The problem: Please copy out all of the records below word for word, line by line.

Information shown:

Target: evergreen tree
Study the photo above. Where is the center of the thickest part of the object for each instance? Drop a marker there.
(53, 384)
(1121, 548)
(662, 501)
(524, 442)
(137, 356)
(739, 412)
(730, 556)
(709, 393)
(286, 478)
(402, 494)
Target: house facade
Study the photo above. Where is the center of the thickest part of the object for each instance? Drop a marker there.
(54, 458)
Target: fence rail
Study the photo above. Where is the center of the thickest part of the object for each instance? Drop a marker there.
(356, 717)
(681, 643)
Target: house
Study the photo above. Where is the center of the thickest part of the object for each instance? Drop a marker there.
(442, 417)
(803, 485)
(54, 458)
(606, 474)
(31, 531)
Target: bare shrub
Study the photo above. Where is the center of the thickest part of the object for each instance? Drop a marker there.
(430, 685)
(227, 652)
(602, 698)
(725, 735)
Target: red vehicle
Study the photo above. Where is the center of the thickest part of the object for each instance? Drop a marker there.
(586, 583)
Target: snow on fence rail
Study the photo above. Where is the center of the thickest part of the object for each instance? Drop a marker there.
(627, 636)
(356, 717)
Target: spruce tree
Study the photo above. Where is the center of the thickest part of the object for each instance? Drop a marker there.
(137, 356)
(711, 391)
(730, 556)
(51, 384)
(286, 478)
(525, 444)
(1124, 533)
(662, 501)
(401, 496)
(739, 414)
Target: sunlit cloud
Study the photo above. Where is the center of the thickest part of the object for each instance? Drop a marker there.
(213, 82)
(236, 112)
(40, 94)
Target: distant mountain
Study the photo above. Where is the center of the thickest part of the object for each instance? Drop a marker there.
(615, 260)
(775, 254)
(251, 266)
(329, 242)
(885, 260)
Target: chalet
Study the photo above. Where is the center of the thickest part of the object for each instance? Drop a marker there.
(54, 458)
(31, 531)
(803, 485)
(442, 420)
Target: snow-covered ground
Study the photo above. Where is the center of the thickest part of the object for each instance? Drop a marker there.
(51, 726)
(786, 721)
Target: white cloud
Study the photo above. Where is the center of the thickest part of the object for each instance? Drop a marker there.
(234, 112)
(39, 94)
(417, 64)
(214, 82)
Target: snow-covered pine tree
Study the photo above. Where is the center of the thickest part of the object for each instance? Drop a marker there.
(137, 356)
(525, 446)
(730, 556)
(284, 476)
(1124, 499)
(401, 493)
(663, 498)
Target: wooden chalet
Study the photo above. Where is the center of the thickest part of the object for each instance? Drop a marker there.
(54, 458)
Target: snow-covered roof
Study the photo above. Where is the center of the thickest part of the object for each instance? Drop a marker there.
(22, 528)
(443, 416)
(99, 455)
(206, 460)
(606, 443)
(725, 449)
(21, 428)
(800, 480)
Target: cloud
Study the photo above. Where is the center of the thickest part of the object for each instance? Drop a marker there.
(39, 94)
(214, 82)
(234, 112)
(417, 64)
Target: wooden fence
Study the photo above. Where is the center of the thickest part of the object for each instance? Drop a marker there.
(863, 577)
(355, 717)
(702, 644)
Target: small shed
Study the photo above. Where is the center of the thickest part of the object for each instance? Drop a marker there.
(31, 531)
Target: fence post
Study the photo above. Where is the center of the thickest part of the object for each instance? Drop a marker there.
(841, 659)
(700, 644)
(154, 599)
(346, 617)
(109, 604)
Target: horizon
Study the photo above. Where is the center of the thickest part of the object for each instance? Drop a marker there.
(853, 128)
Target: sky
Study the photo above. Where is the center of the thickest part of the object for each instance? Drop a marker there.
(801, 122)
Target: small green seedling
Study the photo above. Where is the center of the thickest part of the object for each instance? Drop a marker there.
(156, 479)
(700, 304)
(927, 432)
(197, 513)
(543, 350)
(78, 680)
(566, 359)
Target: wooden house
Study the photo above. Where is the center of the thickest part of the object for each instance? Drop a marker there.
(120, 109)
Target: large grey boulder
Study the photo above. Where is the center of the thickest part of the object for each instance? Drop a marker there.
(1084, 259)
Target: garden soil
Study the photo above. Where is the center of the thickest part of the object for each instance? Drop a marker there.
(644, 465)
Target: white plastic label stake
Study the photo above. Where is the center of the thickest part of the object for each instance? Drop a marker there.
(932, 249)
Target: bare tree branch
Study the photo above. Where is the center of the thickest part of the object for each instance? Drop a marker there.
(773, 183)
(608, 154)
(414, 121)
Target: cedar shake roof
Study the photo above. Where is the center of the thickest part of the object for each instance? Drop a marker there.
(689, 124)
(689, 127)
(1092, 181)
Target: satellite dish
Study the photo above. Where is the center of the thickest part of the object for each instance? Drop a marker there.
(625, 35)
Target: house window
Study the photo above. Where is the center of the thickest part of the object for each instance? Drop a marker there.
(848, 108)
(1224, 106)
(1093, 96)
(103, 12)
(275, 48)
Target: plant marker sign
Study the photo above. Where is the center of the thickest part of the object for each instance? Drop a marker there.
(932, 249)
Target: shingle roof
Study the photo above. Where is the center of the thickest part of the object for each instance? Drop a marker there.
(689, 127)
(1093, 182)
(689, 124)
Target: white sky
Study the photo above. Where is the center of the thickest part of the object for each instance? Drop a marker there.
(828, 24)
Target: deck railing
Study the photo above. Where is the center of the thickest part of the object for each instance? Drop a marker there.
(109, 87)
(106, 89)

Finished task:
Target: evergreen tree
Study the photo above. Where is the center of the thickest part of the object for each instance? Drop a marker there.
(53, 384)
(1121, 548)
(662, 501)
(524, 442)
(137, 356)
(739, 412)
(730, 556)
(709, 393)
(286, 478)
(402, 494)
Target: house facade
Study the photo above. Where is the center of the thickest part of the object for each instance? Drop a marker there.
(54, 458)
Target: fence rail
Study the photo above. Where is the center of the thickest part of the object for each instance? Drop a marker there.
(356, 717)
(681, 643)
Target: house
Study the photo above. Where is the center of the thickest part of the object for each instance? Drop a marker there.
(442, 417)
(803, 485)
(54, 458)
(606, 474)
(31, 531)
Target: bare shrub
Study the photo above. Where is the center of the thickest part of the object for each instance? Drop a marker there.
(430, 685)
(227, 652)
(602, 698)
(725, 735)
Target: red vehicle
Study the photo above. Where is the center of the thickest part of the object for each instance? Drop a marker there.
(586, 583)
Target: snow on fence rail
Study the photo above. Where is the center of the thickest part of the object for each instance? Drop a marker there.
(627, 636)
(356, 717)
Target: spruce tree
Study the photo above. Where is the center of the thickest part of the object for each instance? Drop a marker there.
(137, 356)
(711, 391)
(730, 556)
(51, 384)
(286, 478)
(525, 444)
(1124, 533)
(662, 501)
(401, 496)
(739, 414)
Target: sunlit cloud
Study the photo above. Where is the center of the thickest part of the object for each instance? Drop a marker there.
(213, 82)
(236, 112)
(40, 94)
Target: distant mountain
Study the photo above. Where is the center of the thickest part of the object for each instance? Drop a marker there.
(615, 260)
(775, 254)
(251, 266)
(329, 242)
(885, 260)
Target: chalet
Study the photo above. Where is the center of the thickest part of the object for each instance? Drop a marker there.
(54, 458)
(31, 531)
(803, 485)
(442, 420)
Target: snow-covered ground
Study the photo above. Where is the center of the thickest part of the object for each instance? Drop a marker there.
(51, 726)
(786, 721)
Target: white cloud
Study the photo above. Where is the center of the thickest part of the object for each instance? Drop a marker there.
(234, 112)
(39, 94)
(417, 64)
(214, 82)
Target: snow-covered pine tree
Study the photo above. Where is the center of the thickest part of the object for each instance? Drop a marker there.
(137, 356)
(525, 446)
(730, 556)
(284, 476)
(1124, 499)
(401, 493)
(663, 498)
Target: wooden chalet
Study the photo above. Where is the center of the thickest part of the object for each instance? Drop a marker there.
(54, 458)
Target: snow-covered roof
Study the photo above. Where is the center of the thickest part of the object for each instance? Drop a marker there.
(22, 528)
(443, 416)
(99, 455)
(206, 460)
(606, 443)
(725, 449)
(21, 428)
(800, 480)
Target: cloud
Study the photo above. Where is the center of the thickest part of the object for each instance? Drop a marker there.
(39, 94)
(214, 82)
(234, 112)
(417, 64)
Target: wooden fence
Study the photo above. Where is the center of the thickest part of the object for each instance? Drop a marker there.
(863, 577)
(355, 717)
(702, 644)
Target: small shed
Study the photo above. Where is the center of the thickest part of the object for each instance? Drop a marker there.
(31, 531)
Target: fence post
Study the photo above. Where is the center of the thickest part of the object for each instance? Drop a marker there.
(841, 659)
(700, 644)
(154, 599)
(346, 617)
(109, 604)
Target: horizon
Study the photo above. Where is the center of the thickest part of the object for each instance? Drop a marker there.
(853, 128)
Target: sky
Study the photo above. Where is the center of the thickest part of the object for each instance? Drop a marker there.
(801, 122)
Target: small green seedling
Study the photo above. Where is the center of the thickest part of the object for each instance? Drop a marker there.
(156, 479)
(700, 304)
(927, 432)
(197, 513)
(543, 350)
(78, 680)
(566, 359)
Target: wooden house
Study the photo above. Where is the center of the thickest part of the object for each instance? Drop a marker there.
(120, 109)
Target: large grey boulder
Study the photo above. Where is the center of the thickest part of the object for each instance? Drop a marker there.
(1084, 259)
Target: garden soil
Study the photo above. Where is the center of the thickest part of the object for each instance? Drop a marker there.
(644, 465)
Target: white plastic label stake
Study the photo above. Where is the center of the thickest part of the object for each instance? Drop a marker there.
(932, 249)
Target: bare tree branch
Study the photo above. Where is the center of the thickest part of the object for each instance? Drop a marker there.
(773, 183)
(608, 154)
(414, 121)
Target: cedar shake roof
Study the photo above. Where is the center of the thickest part of the object for each instance? Drop a marker there.
(689, 124)
(689, 127)
(1092, 181)
Target: satellite dish
Study the photo above. Where is the center of the thickest part of the object for each instance? Drop a marker there.
(625, 35)
Target: house window
Study the photo above. Where is the center of the thickest part of the object for each instance? Drop a marker there.
(848, 108)
(1224, 106)
(1093, 96)
(103, 12)
(275, 48)
Target: plant marker sign
Study the photo above. Where is the center of the thickest part of the object for each instance? Drop a marker there.
(932, 249)
Target: shingle roof
Study the photo above. Where is the center of the thickest part of the object for each instance? Drop a marker there.
(689, 127)
(1093, 182)
(689, 124)
Target: white sky
Study the photo above. Where is the center of the thickest part of the object for each instance? Drop a marker there.
(828, 24)
Target: deck railing
Study the photo above. Where is the center of the thickest part of the object for each instance? Drop a marker there.
(109, 87)
(106, 89)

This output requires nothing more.